• Description of the task: Could you transcribe every record below exactly as written, leaving out any pictures?

• Stored rows:
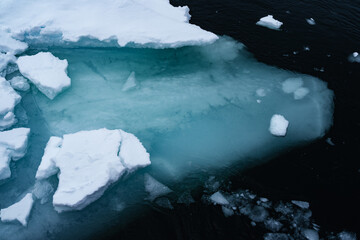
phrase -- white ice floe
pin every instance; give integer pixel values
(19, 211)
(218, 198)
(46, 71)
(278, 125)
(87, 162)
(13, 145)
(155, 188)
(19, 83)
(310, 21)
(269, 22)
(126, 21)
(11, 45)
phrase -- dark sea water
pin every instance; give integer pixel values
(327, 176)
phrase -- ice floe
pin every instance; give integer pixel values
(19, 211)
(129, 21)
(87, 162)
(278, 125)
(13, 146)
(46, 71)
(269, 22)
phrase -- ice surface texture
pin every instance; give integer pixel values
(153, 22)
(88, 162)
(47, 72)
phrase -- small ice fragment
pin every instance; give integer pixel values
(155, 188)
(310, 234)
(19, 83)
(19, 211)
(301, 204)
(290, 85)
(278, 125)
(130, 82)
(218, 198)
(310, 21)
(300, 93)
(269, 22)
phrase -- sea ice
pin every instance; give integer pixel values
(19, 83)
(218, 198)
(13, 144)
(155, 188)
(153, 22)
(278, 125)
(88, 162)
(19, 211)
(46, 71)
(269, 22)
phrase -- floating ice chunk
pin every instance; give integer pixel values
(218, 198)
(19, 211)
(310, 21)
(278, 125)
(19, 83)
(227, 211)
(261, 92)
(13, 144)
(11, 45)
(133, 21)
(292, 84)
(301, 204)
(269, 22)
(300, 93)
(87, 162)
(130, 82)
(155, 188)
(310, 234)
(46, 71)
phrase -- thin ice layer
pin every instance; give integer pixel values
(19, 211)
(153, 22)
(46, 71)
(88, 162)
(13, 145)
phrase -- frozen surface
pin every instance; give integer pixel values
(155, 188)
(278, 125)
(88, 162)
(19, 83)
(46, 71)
(19, 211)
(13, 144)
(269, 22)
(153, 22)
(8, 100)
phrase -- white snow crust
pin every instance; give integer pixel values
(19, 211)
(125, 21)
(278, 125)
(87, 162)
(46, 71)
(269, 22)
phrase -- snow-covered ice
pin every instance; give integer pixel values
(278, 125)
(19, 83)
(19, 211)
(13, 146)
(155, 188)
(153, 22)
(269, 22)
(88, 162)
(218, 198)
(46, 71)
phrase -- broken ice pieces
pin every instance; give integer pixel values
(269, 22)
(13, 144)
(19, 211)
(88, 162)
(46, 71)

• Exercise result:
phrase -- white ice floe
pin every instance; give integer pixel values
(19, 211)
(218, 198)
(46, 71)
(278, 125)
(87, 162)
(13, 145)
(155, 188)
(19, 83)
(310, 21)
(269, 22)
(126, 21)
(11, 45)
phrase -- dark sea water
pin every instance; give integer pixel values
(327, 176)
phrase -- ice floe
pin every instance; give integer pixel values
(19, 211)
(129, 21)
(87, 162)
(278, 125)
(13, 146)
(46, 71)
(269, 22)
phrase -- ice surface texture
pin every instance; give integer pixel values
(153, 22)
(88, 162)
(47, 72)
phrase -- small ice fragment
pin every instance; give integer pixel values
(155, 188)
(310, 234)
(19, 83)
(19, 211)
(301, 204)
(290, 85)
(278, 125)
(130, 82)
(218, 198)
(310, 21)
(300, 93)
(269, 22)
phrase -- sea ice
pin every instance; give integer pixel values
(19, 83)
(218, 198)
(13, 144)
(155, 188)
(153, 22)
(278, 125)
(88, 162)
(19, 211)
(46, 71)
(269, 22)
phrase -- floating ice chunk
pin every instance; give integer pixel values
(218, 198)
(19, 211)
(310, 21)
(278, 125)
(19, 83)
(227, 211)
(261, 92)
(13, 144)
(11, 45)
(133, 21)
(292, 84)
(301, 204)
(269, 22)
(300, 93)
(87, 162)
(130, 82)
(155, 188)
(310, 234)
(46, 71)
phrase -- thin ice layer
pin every instance; give integer pixel values
(19, 211)
(153, 22)
(46, 71)
(88, 162)
(13, 145)
phrase -- frozen surface
pin every instance; give integer pixel values
(155, 188)
(278, 125)
(88, 162)
(19, 83)
(46, 71)
(19, 211)
(13, 144)
(269, 22)
(153, 22)
(8, 100)
phrase -- white snow crust
pin every instance; give integer pixel values
(19, 211)
(125, 21)
(278, 125)
(87, 162)
(46, 71)
(269, 22)
phrase -- snow-covered ice
pin every instance; give integer pixel values
(278, 125)
(19, 83)
(19, 211)
(13, 146)
(155, 188)
(153, 22)
(269, 22)
(88, 162)
(218, 198)
(46, 71)
phrase -- broken ice pieces
pin every instance; give integer pixel values
(269, 22)
(13, 144)
(19, 211)
(88, 162)
(46, 71)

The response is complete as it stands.